* AIM OF THE TASK: Please restate word for word all lines from the one containing "Return each point" to the final line of the entries, and include no pictures.
● ● ●
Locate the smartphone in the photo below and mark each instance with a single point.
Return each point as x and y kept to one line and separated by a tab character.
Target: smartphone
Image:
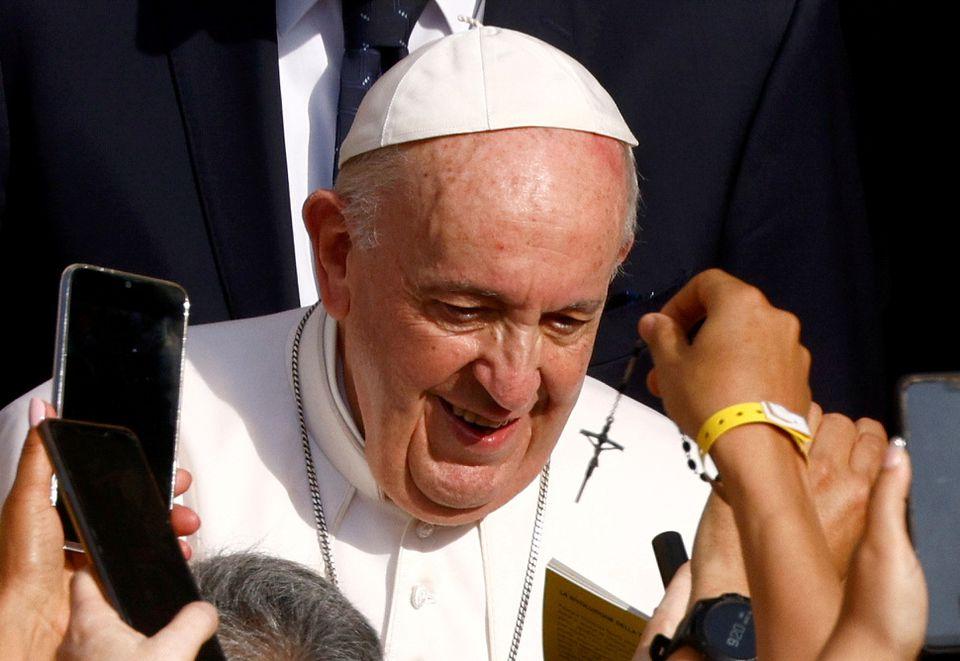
123	522
930	416
119	361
● ● ●
* EXERCISE OUTPUT:
Return each point as x and y kept to one line and separated by a tab character.
Target: smartphone
Image:
123	522
930	416
119	361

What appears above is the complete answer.